Retype the whole listing verbatim and keep the pictures out of it.

— Object location annotation data —
┌──

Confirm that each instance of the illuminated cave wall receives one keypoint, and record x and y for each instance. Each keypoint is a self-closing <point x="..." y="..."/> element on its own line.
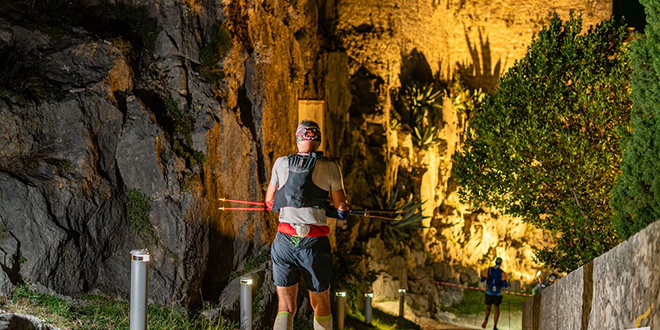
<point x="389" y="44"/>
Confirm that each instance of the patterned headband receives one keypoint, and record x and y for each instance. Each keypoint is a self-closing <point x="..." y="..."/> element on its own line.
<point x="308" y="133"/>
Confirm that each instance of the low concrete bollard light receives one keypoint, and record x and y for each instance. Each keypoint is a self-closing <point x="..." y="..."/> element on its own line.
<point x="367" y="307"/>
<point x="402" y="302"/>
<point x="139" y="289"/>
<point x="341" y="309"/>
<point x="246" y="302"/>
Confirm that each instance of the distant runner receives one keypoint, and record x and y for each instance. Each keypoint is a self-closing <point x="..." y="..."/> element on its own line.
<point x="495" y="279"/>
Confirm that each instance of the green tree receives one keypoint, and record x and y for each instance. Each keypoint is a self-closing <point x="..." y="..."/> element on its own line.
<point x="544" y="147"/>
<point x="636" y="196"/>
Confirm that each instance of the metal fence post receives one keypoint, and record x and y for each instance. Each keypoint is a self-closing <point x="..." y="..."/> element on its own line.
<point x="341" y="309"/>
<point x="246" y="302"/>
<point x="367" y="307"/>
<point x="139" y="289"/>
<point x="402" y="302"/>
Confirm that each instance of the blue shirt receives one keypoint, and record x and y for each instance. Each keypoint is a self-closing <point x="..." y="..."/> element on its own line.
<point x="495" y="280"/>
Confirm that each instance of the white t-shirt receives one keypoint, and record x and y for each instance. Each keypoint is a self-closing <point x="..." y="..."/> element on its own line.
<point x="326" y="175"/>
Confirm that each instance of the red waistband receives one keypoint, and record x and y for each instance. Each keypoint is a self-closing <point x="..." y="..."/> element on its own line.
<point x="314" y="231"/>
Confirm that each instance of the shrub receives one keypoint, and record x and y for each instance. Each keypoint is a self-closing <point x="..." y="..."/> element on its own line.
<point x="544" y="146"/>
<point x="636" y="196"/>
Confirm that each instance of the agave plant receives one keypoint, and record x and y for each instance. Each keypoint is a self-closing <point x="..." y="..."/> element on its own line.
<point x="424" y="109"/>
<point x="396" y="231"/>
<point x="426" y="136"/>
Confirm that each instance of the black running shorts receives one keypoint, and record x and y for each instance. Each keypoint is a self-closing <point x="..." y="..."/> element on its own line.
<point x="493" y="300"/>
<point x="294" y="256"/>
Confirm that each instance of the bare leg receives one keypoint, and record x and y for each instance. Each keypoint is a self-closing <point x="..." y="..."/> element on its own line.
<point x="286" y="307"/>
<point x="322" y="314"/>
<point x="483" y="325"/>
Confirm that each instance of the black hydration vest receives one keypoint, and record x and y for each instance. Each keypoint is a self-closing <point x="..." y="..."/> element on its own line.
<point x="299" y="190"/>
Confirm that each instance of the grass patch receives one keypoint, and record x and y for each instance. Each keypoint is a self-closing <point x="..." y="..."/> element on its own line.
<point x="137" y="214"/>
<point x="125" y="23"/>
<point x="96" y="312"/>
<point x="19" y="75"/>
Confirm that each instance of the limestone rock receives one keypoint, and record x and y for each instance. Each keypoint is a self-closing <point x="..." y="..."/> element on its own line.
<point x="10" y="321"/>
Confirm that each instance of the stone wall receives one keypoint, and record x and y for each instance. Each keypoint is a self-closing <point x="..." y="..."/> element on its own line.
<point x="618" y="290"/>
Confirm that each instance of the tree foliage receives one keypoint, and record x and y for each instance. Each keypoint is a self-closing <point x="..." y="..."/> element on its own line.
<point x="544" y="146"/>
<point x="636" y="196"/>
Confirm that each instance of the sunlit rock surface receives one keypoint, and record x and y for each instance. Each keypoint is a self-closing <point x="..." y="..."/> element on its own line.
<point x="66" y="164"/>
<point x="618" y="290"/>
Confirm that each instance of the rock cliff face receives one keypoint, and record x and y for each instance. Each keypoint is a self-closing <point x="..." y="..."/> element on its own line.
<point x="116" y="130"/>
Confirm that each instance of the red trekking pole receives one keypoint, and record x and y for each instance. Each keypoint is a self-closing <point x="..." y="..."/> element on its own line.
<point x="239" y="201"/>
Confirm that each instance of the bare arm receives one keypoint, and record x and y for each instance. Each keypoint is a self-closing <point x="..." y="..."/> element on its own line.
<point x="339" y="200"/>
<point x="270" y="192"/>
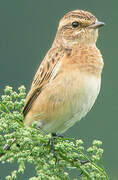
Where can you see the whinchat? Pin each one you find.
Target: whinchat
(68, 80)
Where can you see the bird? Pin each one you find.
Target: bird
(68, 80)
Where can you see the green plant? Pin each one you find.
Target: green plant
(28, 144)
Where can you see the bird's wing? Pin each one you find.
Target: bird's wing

└──

— SOLUTION TO THIS PROBLEM —
Confirm that each instance of the illuminated cave wall receives one keypoint, and record x and y for each instance. Each keypoint is a self-closing <point x="..." y="..."/> element on its own line.
<point x="389" y="44"/>
Confirm that each instance of the patterned headband receives one keypoint, and record x and y for each instance. Each keypoint is a self-closing <point x="..." y="..."/> element on its own line.
<point x="308" y="133"/>
Confirm that each instance of the low concrete bollard light receives one keypoint, and record x and y for each instance. Each keypoint is a self-closing <point x="..." y="..."/> element on its own line.
<point x="367" y="307"/>
<point x="402" y="302"/>
<point x="139" y="289"/>
<point x="341" y="309"/>
<point x="246" y="302"/>
Confirm that each instance of the distant runner receives one keypoint, and record x and y for each instance. Each keypoint is a self-closing <point x="..." y="..."/> element on its own line.
<point x="495" y="279"/>
Confirm that each instance of the green tree receives one keypoint, and record x and y for each instance. Each keypoint is a self-closing <point x="..." y="..."/> element on its own line.
<point x="544" y="147"/>
<point x="636" y="196"/>
Confirm that each instance of the metal fence post receives one keypoint, and record x and y for each instance. Each keypoint is a self-closing <point x="..." y="..."/> element on its own line.
<point x="341" y="309"/>
<point x="246" y="302"/>
<point x="367" y="307"/>
<point x="139" y="289"/>
<point x="402" y="302"/>
Confirm that each instance of the blue shirt receives one keypoint, and record x and y for each instance. Each keypoint is a self-closing <point x="..." y="..."/> element on its own line.
<point x="495" y="280"/>
Confirm that each instance of the white t-shirt receives one keypoint, and record x and y for each instance. Each keypoint is a self-closing <point x="..." y="..."/> element on its own line.
<point x="326" y="175"/>
Confirm that each instance of the red waistband receives one keypoint, and record x and y for each instance. Each keypoint is a self-closing <point x="..." y="..."/> element on its own line.
<point x="314" y="231"/>
Confirm that each instance of the shrub receives one keypoint, and record x and y for each instance. Each keypoint is a self-closing <point x="..." y="..."/> element on its own line.
<point x="544" y="146"/>
<point x="636" y="196"/>
Confirm that each instance of the agave plant receives one keypoint, and record x and y for each instance. Each keypoint is a self-closing <point x="..." y="..."/> element on its own line.
<point x="424" y="109"/>
<point x="396" y="231"/>
<point x="426" y="136"/>
Confirm that each instance of the black running shorts receives one keypoint, and record x and y for each instance. Each keypoint is a self-closing <point x="..." y="..."/> element on its own line.
<point x="493" y="300"/>
<point x="294" y="256"/>
Confirm that each instance of the bare leg receives one keypoint, and record x and y for each instance. Each keypoint is a self-closing <point x="..." y="..."/> element on its own line.
<point x="286" y="307"/>
<point x="322" y="314"/>
<point x="483" y="325"/>
Confirm that each instance of the black hydration vest receives one keypoint, and record x and y for each instance. Each keypoint is a self-closing <point x="..." y="..."/> element on its own line.
<point x="299" y="190"/>
Confirm that each instance of the grass patch receives one keypoint, and record x and y for each instance. Each keypoint is a self-closing <point x="..." y="..."/> element on its own line.
<point x="137" y="214"/>
<point x="125" y="23"/>
<point x="96" y="312"/>
<point x="19" y="75"/>
Confirm that each instance of the limestone rock receives one keypoint, and record x and y for each instance. Each keypoint is a self-closing <point x="..." y="..."/> element on its own line.
<point x="10" y="321"/>
Confirm that each instance of the stone wall receives one keypoint, and record x and y for each instance. Each keypoint is a self-closing <point x="..." y="..."/> element on its own line.
<point x="618" y="290"/>
Confirm that each instance of the tree foliage receives one keypoint, and record x and y for each instance. Each keypoint is a self-closing <point x="..." y="..."/> element on its own line.
<point x="544" y="146"/>
<point x="636" y="196"/>
Confirm that each instance of the sunlit rock surface receives one keypoint, and record x and y for each instance. Each keypoint is a self-closing <point x="..." y="..."/> element on its own line.
<point x="66" y="164"/>
<point x="618" y="290"/>
Confirm that each instance of the rock cliff face receives one keypoint, and record x and y for each instance. Each keypoint is a self-closing <point x="..." y="..."/> element on its own line.
<point x="116" y="130"/>
Confirm that each instance of the red trekking pole receives one keypoint, and record x and y for each instance. Each keypoint is a self-closing <point x="..." y="..."/> element on its own line.
<point x="239" y="201"/>
Confirm that each instance of the bare arm receives one keypoint, and record x and y for each instance. Each keypoint is a self-closing <point x="..." y="..."/> element on its own line.
<point x="339" y="200"/>
<point x="270" y="192"/>
Where can you see the whinchat? Pin each one you find.
Target: whinchat
(68, 80)
Where can you see the bird? Pin each one you find.
Target: bird
(68, 80)
Where can you see the green plant? Pin each one you find.
Target: green plant
(28, 144)
Where can you see the bird's wing? Pin each one you find.
Target: bird's wing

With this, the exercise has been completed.